* TESTO DA LEGGERE
------------------------------
I vantaggi della restrizione calorica (non per mancanza o rinuncia al cibo) valgono anche per noi, non solo per gli animali da laboratorio: il giusto è 15-20% in meno.
Mangiare poco rallenta l’invecchiamento, una regola che, si è scoperto, vale anche per noi, non solamente per le specie da laboratorio, come i vermi e i moscherini della frutta. È questa la novità di uno degli ultimi e più rilevanti studi per capire se e come un’alimentazione meno ricca possa servire ad avere una vecchiaia più in salute e, forse, perfino a prolungare la vita.
Sappiamo da tempo che la restrizione calorica, che consiste in una dieta con un taglio importante delle calorie rispetto ai bisogni (circa il 15-20% in meno), allunga la vita di molti organismi e specie animali, dai lieviti ai moscerini, dai vermi ai topi e ai cani e perfino alle scimmie. Il dubbio era se la stessa cosa potesse valere anche per gli esseri umani.
DUE ANNI A DIETA. Per chiarire la questione i National Institutes of Health americani hanno messo in piedi alcuni anni fa uno studio multicentrico, chiamato CALERIE, per indagare sugli effetti a lungo termine della restrizione calorica: 200 persone, adulti sani, divisi in due gruppi, hanno seguito per due anni una dieta piuttosto stretta, oppure hanno mangiato come d’abitudine. Alla fine del periodo sono stati valutati e confrontati vari parametri biologici delle persone nei due gruppi.
IN CAMERA STAGNA. Uno degli effetti valutati è stato il ritmo del metabolismo, misurato con grande precisione grazie a una tecnologia innovativa su di una cinquantina dei partecipanti. Queste persone, oltre ai test e alle analisi consueti sul consumo di energia, si sono sottoposte all’analisi in una camera metabolica. Per 24 ore, sono rimasti in questa sorta di stanza sigillata in cui, minuto per minuto, è stato misurato l’ossigeno che consumavano e l’anidride carbonica esalata.
------------------------------
* DATI DI PARTENZA
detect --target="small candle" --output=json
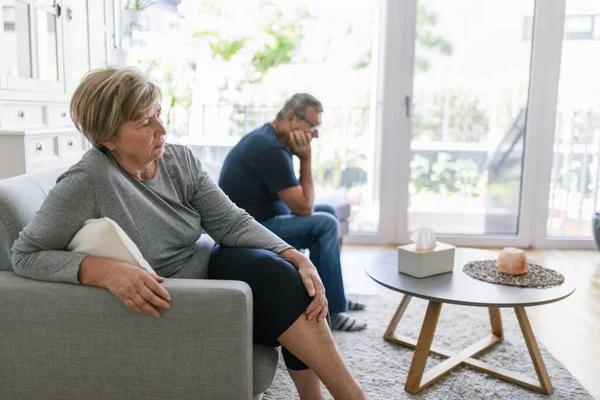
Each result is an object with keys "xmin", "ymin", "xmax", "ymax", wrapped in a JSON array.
[{"xmin": 496, "ymin": 247, "xmax": 527, "ymax": 275}]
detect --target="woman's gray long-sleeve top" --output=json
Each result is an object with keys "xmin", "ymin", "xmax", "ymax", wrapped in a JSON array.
[{"xmin": 12, "ymin": 144, "xmax": 291, "ymax": 283}]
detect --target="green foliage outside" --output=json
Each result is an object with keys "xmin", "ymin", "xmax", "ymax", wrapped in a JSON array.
[{"xmin": 410, "ymin": 152, "xmax": 487, "ymax": 197}]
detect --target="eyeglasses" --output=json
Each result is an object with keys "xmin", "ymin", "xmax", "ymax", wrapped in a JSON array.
[{"xmin": 296, "ymin": 113, "xmax": 321, "ymax": 133}]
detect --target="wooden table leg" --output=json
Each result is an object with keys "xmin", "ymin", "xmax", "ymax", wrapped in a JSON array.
[
  {"xmin": 383, "ymin": 295, "xmax": 412, "ymax": 340},
  {"xmin": 404, "ymin": 301, "xmax": 442, "ymax": 394},
  {"xmin": 489, "ymin": 307, "xmax": 504, "ymax": 338},
  {"xmin": 515, "ymin": 307, "xmax": 554, "ymax": 394},
  {"xmin": 383, "ymin": 295, "xmax": 554, "ymax": 394}
]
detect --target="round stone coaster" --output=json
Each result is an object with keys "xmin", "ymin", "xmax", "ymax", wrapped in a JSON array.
[{"xmin": 463, "ymin": 260, "xmax": 565, "ymax": 288}]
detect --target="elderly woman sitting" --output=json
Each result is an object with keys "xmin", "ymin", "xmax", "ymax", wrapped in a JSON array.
[{"xmin": 12, "ymin": 68, "xmax": 364, "ymax": 399}]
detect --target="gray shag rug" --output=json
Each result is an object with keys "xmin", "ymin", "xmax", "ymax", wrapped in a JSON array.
[{"xmin": 264, "ymin": 292, "xmax": 592, "ymax": 400}]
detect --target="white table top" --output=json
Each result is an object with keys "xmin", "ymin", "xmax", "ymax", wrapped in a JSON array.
[{"xmin": 365, "ymin": 248, "xmax": 576, "ymax": 307}]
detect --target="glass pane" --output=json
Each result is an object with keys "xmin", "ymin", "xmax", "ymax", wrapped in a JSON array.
[
  {"xmin": 66, "ymin": 1, "xmax": 90, "ymax": 93},
  {"xmin": 408, "ymin": 0, "xmax": 534, "ymax": 235},
  {"xmin": 36, "ymin": 9, "xmax": 58, "ymax": 81},
  {"xmin": 2, "ymin": 1, "xmax": 32, "ymax": 78},
  {"xmin": 123, "ymin": 0, "xmax": 379, "ymax": 232},
  {"xmin": 546, "ymin": 0, "xmax": 600, "ymax": 238}
]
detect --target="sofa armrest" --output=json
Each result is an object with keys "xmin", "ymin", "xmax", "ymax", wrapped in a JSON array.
[{"xmin": 0, "ymin": 272, "xmax": 252, "ymax": 399}]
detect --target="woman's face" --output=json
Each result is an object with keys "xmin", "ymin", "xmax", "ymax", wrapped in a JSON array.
[{"xmin": 103, "ymin": 103, "xmax": 166, "ymax": 165}]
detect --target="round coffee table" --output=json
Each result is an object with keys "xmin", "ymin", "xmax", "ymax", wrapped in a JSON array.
[{"xmin": 366, "ymin": 248, "xmax": 575, "ymax": 394}]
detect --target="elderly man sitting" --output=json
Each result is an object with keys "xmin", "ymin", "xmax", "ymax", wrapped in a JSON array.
[{"xmin": 219, "ymin": 94, "xmax": 366, "ymax": 331}]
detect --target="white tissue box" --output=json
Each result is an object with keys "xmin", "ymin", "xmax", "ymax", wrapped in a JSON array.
[{"xmin": 398, "ymin": 242, "xmax": 455, "ymax": 278}]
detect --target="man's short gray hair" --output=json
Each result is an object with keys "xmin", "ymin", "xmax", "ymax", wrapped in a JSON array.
[{"xmin": 276, "ymin": 93, "xmax": 323, "ymax": 121}]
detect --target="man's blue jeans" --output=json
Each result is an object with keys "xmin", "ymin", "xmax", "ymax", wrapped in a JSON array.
[{"xmin": 261, "ymin": 204, "xmax": 346, "ymax": 314}]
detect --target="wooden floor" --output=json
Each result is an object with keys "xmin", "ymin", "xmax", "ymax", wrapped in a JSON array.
[{"xmin": 342, "ymin": 245, "xmax": 600, "ymax": 399}]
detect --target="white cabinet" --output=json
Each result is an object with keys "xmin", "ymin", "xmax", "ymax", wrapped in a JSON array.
[
  {"xmin": 0, "ymin": 0, "xmax": 64, "ymax": 93},
  {"xmin": 0, "ymin": 108, "xmax": 90, "ymax": 179},
  {"xmin": 0, "ymin": 0, "xmax": 119, "ymax": 179}
]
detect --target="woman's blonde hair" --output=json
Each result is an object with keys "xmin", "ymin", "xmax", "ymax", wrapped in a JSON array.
[{"xmin": 71, "ymin": 67, "xmax": 161, "ymax": 151}]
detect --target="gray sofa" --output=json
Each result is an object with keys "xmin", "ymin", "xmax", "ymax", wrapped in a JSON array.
[{"xmin": 0, "ymin": 170, "xmax": 278, "ymax": 400}]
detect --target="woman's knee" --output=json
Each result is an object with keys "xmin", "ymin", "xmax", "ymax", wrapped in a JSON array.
[
  {"xmin": 315, "ymin": 204, "xmax": 339, "ymax": 220},
  {"xmin": 312, "ymin": 212, "xmax": 339, "ymax": 237}
]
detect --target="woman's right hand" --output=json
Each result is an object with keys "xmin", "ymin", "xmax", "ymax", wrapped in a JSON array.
[{"xmin": 102, "ymin": 262, "xmax": 171, "ymax": 318}]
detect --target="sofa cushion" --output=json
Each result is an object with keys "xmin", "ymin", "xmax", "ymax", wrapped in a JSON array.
[
  {"xmin": 67, "ymin": 217, "xmax": 154, "ymax": 272},
  {"xmin": 0, "ymin": 168, "xmax": 66, "ymax": 271}
]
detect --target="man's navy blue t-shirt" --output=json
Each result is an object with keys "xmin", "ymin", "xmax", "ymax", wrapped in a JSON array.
[{"xmin": 219, "ymin": 123, "xmax": 300, "ymax": 221}]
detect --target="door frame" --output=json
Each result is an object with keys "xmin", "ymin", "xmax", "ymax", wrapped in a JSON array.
[{"xmin": 345, "ymin": 0, "xmax": 594, "ymax": 249}]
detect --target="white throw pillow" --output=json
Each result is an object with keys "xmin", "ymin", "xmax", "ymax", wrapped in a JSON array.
[
  {"xmin": 202, "ymin": 160, "xmax": 223, "ymax": 184},
  {"xmin": 67, "ymin": 218, "xmax": 154, "ymax": 272}
]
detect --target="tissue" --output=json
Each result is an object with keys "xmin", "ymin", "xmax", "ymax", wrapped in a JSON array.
[{"xmin": 410, "ymin": 227, "xmax": 437, "ymax": 250}]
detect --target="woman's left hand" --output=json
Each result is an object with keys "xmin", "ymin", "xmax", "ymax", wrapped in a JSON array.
[
  {"xmin": 279, "ymin": 248, "xmax": 329, "ymax": 322},
  {"xmin": 298, "ymin": 261, "xmax": 329, "ymax": 322}
]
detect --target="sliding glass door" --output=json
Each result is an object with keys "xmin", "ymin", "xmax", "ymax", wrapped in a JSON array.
------------------------------
* LAVORO RICHIESTO
Ricopia senza modifiche il passo del testo sulla restrizione calorica compreso tra "Mangiare poco rallenta" e "prolungare la vita.", estremi inclusi.

* SOLUZIONE PROPOSTA
Mangiare poco rallenta l’invecchiamento, una regola che, si è scoperto, vale anche per noi, non solamente per le specie da laboratorio, come i vermi e i moscherini della frutta. È questa la novità di uno degli ultimi e più rilevanti studi per capire se e come un’alimentazione meno ricca possa servire ad avere una vecchiaia più in salute e, forse, perfino a prolungare la vita.